Object point labels
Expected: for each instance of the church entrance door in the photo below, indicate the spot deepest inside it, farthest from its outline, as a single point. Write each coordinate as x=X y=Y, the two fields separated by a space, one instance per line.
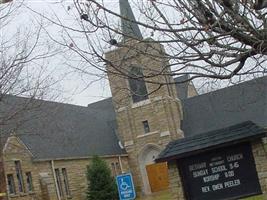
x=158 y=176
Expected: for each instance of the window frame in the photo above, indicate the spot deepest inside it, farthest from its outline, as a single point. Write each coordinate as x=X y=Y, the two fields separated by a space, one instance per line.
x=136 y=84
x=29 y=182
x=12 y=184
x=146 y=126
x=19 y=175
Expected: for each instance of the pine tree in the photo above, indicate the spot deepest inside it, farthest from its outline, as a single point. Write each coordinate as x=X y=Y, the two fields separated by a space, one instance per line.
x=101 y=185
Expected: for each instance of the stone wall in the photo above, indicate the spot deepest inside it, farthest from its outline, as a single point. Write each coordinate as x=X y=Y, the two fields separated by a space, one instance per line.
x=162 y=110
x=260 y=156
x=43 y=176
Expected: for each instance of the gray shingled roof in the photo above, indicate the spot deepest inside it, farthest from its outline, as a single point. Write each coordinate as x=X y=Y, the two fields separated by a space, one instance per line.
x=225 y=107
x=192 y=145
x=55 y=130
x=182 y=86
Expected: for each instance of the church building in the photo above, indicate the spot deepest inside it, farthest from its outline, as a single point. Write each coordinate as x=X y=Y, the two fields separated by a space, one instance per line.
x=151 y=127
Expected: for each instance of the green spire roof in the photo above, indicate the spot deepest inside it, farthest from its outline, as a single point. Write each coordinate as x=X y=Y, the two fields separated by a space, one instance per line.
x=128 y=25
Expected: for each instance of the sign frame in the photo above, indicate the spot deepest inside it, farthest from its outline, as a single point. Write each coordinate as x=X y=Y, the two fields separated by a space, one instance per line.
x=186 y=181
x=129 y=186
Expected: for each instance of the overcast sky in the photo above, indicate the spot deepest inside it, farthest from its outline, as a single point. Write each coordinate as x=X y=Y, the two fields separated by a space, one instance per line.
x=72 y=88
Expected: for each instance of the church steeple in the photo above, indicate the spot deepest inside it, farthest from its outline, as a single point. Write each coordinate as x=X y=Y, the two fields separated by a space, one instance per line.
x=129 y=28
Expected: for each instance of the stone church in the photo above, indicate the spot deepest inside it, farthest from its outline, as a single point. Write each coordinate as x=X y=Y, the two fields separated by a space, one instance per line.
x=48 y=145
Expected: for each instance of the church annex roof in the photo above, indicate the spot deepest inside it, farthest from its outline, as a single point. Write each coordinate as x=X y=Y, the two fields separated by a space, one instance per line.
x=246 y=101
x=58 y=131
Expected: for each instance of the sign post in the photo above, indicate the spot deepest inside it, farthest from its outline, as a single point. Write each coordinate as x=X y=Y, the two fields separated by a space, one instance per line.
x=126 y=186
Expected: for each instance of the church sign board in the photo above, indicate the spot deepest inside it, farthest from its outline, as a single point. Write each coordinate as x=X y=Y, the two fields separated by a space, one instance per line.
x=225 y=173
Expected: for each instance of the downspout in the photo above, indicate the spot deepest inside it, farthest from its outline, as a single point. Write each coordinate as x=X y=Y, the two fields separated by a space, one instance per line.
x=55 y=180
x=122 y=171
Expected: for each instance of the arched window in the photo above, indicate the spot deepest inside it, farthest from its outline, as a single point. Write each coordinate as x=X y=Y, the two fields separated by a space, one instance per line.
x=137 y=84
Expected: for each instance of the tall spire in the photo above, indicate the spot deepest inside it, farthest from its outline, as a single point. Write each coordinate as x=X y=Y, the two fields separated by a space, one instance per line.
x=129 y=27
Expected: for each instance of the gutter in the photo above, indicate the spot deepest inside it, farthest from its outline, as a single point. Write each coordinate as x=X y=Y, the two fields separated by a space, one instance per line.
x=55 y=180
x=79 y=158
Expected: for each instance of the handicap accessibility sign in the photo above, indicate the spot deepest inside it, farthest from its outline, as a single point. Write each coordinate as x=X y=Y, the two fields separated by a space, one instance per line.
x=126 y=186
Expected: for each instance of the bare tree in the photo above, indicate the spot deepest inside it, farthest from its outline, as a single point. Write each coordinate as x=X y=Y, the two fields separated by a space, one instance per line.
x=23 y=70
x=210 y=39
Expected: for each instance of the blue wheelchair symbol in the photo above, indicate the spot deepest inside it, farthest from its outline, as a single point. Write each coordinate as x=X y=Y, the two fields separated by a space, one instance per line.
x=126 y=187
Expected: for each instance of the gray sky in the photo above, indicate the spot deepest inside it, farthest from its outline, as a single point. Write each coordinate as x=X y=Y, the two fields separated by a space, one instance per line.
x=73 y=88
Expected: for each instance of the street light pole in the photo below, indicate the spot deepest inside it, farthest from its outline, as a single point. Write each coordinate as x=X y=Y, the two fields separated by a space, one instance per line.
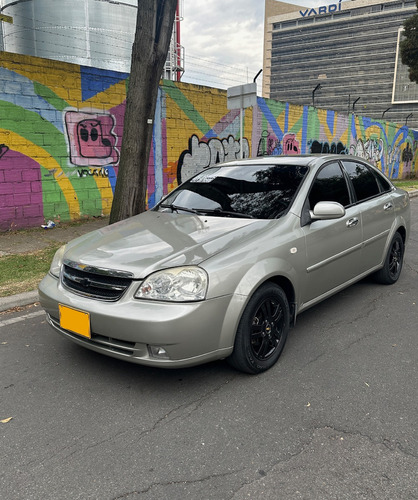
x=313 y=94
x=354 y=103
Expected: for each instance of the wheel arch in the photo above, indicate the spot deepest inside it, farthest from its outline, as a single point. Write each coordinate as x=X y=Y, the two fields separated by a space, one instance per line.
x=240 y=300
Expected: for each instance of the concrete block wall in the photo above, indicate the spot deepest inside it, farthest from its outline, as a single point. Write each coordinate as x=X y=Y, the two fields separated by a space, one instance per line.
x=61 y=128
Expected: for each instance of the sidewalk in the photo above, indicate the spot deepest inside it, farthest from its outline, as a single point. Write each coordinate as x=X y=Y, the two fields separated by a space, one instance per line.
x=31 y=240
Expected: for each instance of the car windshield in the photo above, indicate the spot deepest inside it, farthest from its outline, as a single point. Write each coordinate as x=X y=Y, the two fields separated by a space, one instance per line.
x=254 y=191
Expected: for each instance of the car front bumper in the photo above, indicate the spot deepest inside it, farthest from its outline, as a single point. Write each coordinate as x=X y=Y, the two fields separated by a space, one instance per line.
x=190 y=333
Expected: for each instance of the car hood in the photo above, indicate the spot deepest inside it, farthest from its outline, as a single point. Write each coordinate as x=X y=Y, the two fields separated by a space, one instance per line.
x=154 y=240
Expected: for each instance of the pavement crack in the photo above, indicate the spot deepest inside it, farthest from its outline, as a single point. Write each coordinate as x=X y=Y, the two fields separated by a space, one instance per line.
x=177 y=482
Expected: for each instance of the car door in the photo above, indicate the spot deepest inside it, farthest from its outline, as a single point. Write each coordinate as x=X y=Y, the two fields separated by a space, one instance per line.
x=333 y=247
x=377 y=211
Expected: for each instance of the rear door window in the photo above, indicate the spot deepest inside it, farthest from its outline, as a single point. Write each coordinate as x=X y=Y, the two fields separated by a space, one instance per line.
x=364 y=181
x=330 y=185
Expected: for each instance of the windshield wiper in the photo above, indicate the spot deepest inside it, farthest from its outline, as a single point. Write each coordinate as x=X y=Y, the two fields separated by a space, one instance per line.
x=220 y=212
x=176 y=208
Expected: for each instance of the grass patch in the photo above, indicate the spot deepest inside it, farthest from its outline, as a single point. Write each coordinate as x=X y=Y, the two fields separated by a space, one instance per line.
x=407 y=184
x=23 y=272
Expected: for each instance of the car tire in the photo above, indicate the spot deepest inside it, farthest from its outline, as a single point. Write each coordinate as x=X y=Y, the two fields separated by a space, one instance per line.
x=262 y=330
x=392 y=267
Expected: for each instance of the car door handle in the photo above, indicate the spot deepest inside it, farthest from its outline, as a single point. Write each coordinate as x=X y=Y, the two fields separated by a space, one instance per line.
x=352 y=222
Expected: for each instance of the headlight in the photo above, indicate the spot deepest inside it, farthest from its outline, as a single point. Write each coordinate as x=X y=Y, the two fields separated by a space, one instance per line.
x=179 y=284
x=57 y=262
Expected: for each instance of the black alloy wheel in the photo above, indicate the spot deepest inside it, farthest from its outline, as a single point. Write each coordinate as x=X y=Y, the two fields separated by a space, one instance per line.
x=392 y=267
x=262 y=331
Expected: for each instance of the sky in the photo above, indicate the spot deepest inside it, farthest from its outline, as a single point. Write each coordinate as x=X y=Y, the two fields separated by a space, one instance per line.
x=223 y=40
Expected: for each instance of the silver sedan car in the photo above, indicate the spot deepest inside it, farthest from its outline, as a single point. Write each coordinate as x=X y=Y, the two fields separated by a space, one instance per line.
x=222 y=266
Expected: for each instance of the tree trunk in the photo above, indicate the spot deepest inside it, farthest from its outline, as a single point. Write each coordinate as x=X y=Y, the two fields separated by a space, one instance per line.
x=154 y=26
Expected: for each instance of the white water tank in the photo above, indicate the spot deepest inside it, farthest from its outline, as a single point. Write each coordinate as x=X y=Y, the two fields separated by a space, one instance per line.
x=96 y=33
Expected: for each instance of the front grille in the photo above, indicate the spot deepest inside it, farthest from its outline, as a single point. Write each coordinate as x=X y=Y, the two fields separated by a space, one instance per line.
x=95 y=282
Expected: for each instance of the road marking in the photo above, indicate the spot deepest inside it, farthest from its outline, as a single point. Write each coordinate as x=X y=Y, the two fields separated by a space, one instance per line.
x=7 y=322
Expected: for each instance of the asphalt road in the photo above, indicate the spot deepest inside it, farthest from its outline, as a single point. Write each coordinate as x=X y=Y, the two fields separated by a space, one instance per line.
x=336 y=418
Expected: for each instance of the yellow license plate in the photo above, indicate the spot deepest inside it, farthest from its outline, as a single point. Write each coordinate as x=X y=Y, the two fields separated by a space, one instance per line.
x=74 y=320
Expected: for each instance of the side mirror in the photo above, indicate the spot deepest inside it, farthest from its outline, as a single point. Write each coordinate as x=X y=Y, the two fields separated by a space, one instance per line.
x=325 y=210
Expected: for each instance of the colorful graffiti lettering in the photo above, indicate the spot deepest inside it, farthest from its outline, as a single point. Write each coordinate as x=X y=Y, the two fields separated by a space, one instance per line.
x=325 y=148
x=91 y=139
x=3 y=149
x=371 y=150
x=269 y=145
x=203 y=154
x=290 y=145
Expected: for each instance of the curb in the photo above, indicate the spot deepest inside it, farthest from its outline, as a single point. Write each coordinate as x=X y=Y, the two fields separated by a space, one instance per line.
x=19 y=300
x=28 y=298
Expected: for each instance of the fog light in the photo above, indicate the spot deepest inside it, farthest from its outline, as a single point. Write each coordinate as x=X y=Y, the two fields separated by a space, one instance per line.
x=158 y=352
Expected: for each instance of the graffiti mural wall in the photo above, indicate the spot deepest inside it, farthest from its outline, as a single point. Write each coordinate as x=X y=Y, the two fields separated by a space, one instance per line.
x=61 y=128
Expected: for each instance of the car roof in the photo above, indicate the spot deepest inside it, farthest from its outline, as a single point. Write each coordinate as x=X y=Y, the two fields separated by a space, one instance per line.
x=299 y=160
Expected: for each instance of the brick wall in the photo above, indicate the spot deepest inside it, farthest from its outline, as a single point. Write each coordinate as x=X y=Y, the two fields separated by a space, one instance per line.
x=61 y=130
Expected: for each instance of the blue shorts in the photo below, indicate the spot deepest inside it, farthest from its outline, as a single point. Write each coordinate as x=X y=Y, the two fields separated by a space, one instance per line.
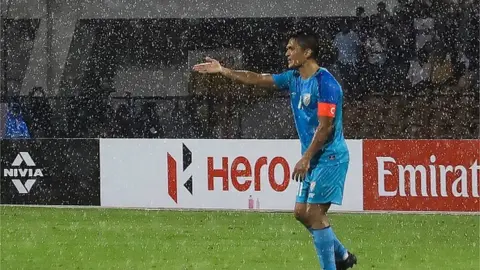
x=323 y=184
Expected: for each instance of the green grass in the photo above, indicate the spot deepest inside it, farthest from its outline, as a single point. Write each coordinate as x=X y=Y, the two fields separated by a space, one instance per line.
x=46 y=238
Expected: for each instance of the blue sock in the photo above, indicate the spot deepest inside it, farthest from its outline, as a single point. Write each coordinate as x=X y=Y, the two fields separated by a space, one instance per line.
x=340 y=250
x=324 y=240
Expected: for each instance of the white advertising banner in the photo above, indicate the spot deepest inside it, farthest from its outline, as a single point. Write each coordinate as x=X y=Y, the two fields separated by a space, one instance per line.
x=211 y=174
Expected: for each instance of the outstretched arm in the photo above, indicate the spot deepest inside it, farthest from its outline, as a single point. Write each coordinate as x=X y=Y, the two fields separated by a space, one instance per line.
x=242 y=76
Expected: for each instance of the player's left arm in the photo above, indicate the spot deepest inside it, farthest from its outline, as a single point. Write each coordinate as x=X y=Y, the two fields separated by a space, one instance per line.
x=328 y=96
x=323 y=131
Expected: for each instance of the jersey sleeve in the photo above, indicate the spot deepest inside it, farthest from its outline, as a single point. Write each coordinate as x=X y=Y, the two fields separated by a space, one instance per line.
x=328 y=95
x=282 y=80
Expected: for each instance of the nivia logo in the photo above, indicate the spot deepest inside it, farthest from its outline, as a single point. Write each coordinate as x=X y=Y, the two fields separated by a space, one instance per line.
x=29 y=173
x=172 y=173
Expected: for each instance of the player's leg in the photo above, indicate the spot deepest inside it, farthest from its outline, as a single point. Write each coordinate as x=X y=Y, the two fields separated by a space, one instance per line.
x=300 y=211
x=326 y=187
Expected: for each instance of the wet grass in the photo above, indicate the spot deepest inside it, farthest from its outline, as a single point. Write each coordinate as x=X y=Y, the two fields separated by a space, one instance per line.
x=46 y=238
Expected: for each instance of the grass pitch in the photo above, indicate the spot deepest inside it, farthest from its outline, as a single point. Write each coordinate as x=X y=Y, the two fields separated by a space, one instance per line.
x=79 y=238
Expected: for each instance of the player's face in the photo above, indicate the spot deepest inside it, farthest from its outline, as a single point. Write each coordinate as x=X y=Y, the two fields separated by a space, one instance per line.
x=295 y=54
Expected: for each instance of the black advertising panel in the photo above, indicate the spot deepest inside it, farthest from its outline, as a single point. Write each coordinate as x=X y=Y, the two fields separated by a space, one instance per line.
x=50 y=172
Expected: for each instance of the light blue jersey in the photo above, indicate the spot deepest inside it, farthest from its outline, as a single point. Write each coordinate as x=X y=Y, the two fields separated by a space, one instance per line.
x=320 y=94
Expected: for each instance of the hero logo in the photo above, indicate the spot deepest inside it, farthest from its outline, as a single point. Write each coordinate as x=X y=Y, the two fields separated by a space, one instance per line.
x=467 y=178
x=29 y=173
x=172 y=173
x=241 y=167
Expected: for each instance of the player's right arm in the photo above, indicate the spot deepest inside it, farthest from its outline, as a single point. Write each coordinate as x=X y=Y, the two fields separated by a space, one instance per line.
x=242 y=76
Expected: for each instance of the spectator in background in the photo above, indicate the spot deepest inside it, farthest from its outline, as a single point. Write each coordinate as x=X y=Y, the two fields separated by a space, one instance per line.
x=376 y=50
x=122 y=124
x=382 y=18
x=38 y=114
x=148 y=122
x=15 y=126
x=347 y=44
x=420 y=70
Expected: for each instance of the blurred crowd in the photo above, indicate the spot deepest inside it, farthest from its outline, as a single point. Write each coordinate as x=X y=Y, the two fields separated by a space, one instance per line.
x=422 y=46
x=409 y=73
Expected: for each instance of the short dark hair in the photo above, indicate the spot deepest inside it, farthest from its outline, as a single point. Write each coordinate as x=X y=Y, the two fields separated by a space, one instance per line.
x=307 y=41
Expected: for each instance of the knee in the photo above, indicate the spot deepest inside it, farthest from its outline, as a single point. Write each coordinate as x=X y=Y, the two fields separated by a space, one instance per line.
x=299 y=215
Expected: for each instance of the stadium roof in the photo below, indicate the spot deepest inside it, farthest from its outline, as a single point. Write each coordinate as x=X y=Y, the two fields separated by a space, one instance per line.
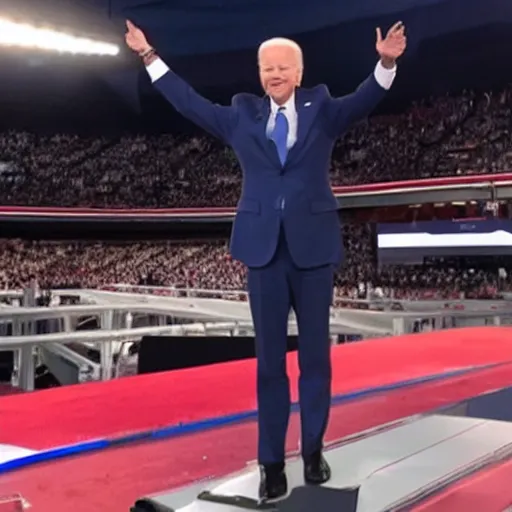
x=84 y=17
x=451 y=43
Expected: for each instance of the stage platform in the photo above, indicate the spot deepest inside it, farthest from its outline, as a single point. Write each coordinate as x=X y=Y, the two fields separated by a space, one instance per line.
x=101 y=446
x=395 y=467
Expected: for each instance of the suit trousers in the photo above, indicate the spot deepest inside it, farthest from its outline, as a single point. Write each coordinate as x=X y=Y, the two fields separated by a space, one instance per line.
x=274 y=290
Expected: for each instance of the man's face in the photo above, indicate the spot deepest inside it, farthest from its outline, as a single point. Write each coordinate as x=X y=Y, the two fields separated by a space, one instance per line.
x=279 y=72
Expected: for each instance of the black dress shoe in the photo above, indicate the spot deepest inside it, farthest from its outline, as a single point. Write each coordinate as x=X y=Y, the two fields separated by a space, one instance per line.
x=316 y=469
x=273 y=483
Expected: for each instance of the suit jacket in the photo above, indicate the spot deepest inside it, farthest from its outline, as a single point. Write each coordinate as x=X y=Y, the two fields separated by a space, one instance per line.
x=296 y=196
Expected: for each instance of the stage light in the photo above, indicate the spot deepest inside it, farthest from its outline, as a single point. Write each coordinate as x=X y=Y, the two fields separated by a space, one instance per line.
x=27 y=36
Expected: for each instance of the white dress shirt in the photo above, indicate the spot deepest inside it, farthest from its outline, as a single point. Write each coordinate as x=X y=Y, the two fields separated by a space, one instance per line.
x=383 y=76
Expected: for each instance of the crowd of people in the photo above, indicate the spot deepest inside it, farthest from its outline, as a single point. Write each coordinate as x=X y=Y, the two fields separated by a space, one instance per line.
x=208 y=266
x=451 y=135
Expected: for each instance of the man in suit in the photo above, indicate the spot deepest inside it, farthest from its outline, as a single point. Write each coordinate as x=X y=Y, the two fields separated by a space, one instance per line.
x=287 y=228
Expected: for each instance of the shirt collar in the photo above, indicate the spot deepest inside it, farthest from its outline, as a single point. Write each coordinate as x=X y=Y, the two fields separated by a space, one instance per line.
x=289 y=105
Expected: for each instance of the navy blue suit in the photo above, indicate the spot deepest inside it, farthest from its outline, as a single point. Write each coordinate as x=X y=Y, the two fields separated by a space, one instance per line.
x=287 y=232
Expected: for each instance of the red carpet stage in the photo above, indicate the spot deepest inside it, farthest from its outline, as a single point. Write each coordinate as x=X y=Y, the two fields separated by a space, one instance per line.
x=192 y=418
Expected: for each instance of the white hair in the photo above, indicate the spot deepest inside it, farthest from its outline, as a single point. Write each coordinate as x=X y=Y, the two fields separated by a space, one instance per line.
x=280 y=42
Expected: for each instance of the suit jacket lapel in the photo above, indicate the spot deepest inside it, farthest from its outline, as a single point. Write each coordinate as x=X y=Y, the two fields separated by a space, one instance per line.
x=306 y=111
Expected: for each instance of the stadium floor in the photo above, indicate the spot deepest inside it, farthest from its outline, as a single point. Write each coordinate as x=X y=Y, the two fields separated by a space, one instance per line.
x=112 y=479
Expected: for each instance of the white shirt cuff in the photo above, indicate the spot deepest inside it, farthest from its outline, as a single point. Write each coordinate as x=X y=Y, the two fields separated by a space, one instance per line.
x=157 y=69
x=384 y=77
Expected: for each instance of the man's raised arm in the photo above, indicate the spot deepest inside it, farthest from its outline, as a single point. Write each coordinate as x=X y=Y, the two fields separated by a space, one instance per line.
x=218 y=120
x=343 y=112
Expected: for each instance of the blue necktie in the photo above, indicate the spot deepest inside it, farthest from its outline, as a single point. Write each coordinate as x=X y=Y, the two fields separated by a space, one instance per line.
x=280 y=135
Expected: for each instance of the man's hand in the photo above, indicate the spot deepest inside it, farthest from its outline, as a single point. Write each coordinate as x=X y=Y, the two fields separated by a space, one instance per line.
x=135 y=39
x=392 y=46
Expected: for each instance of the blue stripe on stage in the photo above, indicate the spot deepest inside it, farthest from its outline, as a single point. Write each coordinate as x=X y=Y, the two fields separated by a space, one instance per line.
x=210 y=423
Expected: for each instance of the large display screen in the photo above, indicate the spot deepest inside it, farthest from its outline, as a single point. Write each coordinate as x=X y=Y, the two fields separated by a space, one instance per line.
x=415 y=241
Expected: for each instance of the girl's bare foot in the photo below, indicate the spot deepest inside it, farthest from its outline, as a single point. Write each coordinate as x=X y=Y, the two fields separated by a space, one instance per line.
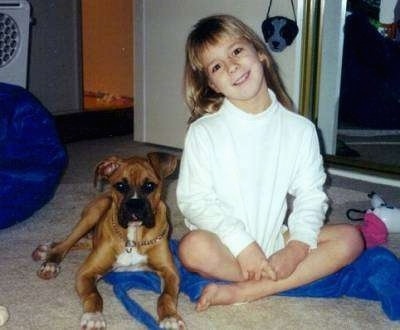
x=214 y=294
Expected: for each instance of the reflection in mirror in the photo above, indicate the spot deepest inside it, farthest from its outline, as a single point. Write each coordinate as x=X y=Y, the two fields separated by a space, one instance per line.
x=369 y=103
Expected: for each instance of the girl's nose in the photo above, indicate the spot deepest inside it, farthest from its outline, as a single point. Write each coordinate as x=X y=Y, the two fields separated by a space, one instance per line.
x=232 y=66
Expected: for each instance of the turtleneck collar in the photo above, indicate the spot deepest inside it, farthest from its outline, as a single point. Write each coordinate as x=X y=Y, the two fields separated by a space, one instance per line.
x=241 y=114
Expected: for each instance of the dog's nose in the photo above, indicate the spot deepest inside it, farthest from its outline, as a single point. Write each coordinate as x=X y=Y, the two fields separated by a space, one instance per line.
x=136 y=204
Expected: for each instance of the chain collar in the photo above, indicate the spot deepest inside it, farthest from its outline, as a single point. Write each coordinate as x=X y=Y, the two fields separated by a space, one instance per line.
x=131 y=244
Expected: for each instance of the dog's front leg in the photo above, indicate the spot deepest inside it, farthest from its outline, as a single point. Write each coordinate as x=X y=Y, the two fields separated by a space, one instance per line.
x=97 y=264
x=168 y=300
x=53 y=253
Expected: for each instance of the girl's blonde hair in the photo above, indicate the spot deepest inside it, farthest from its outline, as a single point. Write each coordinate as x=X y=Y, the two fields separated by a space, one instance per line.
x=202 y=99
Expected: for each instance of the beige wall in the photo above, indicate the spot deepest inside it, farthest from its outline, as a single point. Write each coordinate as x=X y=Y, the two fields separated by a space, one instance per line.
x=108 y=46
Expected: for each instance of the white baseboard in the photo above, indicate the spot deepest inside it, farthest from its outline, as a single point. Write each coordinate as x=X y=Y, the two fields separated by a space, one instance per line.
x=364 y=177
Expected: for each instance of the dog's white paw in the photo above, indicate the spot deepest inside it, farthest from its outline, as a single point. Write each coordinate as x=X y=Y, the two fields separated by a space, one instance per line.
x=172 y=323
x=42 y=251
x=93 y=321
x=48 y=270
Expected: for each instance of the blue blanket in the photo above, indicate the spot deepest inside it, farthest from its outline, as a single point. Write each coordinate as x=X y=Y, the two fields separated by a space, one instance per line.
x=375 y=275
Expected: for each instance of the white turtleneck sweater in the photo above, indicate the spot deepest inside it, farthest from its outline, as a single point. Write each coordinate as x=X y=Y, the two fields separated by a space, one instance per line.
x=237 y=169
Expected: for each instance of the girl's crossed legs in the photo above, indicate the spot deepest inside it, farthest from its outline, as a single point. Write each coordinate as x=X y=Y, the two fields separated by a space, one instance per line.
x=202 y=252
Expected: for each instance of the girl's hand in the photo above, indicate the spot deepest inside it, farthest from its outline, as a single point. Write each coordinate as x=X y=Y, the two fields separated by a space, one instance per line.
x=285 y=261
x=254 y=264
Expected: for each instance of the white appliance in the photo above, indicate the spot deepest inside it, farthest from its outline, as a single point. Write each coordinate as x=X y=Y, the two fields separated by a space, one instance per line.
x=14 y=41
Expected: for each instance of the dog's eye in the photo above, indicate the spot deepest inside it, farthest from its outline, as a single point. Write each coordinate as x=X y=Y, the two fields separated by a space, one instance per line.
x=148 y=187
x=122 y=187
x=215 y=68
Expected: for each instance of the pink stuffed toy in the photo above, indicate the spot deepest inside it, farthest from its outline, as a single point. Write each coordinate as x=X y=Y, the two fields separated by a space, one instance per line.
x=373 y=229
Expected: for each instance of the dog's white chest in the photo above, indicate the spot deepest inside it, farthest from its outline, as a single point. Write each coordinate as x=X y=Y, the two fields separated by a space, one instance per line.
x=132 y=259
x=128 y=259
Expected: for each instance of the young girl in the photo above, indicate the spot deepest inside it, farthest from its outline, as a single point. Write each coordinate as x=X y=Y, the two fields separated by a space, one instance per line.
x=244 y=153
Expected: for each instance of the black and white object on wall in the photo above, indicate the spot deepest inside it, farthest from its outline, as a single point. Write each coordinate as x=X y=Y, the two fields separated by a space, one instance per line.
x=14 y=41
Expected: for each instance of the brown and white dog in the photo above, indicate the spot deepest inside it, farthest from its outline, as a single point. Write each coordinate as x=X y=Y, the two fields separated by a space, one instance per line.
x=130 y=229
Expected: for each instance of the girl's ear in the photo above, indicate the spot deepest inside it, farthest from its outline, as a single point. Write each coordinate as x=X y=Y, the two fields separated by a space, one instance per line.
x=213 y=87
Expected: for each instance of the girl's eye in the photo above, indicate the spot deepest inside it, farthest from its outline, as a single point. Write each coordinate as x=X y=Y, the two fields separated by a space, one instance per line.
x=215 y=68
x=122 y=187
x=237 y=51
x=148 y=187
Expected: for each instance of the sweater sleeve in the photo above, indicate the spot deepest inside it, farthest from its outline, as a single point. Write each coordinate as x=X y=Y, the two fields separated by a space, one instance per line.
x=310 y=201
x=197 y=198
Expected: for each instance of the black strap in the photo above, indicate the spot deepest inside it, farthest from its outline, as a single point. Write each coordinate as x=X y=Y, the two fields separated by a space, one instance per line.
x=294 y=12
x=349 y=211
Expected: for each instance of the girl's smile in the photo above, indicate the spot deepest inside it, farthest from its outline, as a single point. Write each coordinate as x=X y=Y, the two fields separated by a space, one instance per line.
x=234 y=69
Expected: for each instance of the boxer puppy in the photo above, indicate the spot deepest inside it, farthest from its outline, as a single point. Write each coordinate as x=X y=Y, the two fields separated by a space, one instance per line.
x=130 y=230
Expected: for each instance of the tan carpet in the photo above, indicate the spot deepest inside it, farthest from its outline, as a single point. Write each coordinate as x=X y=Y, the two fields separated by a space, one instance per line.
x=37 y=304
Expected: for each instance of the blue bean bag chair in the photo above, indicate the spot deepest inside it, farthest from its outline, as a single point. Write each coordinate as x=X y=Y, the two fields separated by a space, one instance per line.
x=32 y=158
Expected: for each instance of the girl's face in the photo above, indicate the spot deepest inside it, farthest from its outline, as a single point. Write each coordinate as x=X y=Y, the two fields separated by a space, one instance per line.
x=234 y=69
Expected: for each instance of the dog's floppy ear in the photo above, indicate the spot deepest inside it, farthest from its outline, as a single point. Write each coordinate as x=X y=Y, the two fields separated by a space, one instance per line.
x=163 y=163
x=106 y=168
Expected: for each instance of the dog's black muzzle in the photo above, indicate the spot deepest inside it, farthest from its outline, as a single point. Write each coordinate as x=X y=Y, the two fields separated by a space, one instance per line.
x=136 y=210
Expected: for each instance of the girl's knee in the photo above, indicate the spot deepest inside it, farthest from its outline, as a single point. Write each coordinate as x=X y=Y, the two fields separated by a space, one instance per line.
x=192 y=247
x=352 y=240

** Objective **
Rewrite the part of the items that opens with the line containing "Expected: for each instance of the girl's eye" and closes with the line containing "x=130 y=230". Replace "indicate" with "mark" throughout and leave everything else unchanged.

** Full solution **
Expected: for each instance of the girl's eye in the photo above, mark the spot deepest inside it, farthest from its outline, as a single point. Write each coordinate as x=X y=Y, the two fields separated by a space, one instance per line.
x=215 y=68
x=122 y=187
x=237 y=51
x=148 y=187
Expected: for each instance of the sweater sleeve in the photo above, mark the spot deepest inside it, farthest from its outline, as a single point. Write each coordinate as x=X y=Y, the two fields separated by a space, one instance per line.
x=310 y=201
x=197 y=198
Expected: for each instance of the black strap in the photo above, mark the spot deepest inside it, farthest from its outline, as a single point. Write each coordinate as x=X y=Y, the two fields separated by a space, one instance per line.
x=294 y=12
x=349 y=211
Expected: for each instance of the girl's smile in the photo above, mark the spot deepest inside it, farthest from its outline, as a single point. Write each coordinate as x=X y=Y, the two fields separated by a space, one instance per line.
x=234 y=69
Expected: for each instance of the boxer puppy in the photo above, mark the spot deepest inside it, farthest from its outline, as a single point. Write each coordinate as x=X y=Y, the two fields separated by a space, one instance per line.
x=130 y=230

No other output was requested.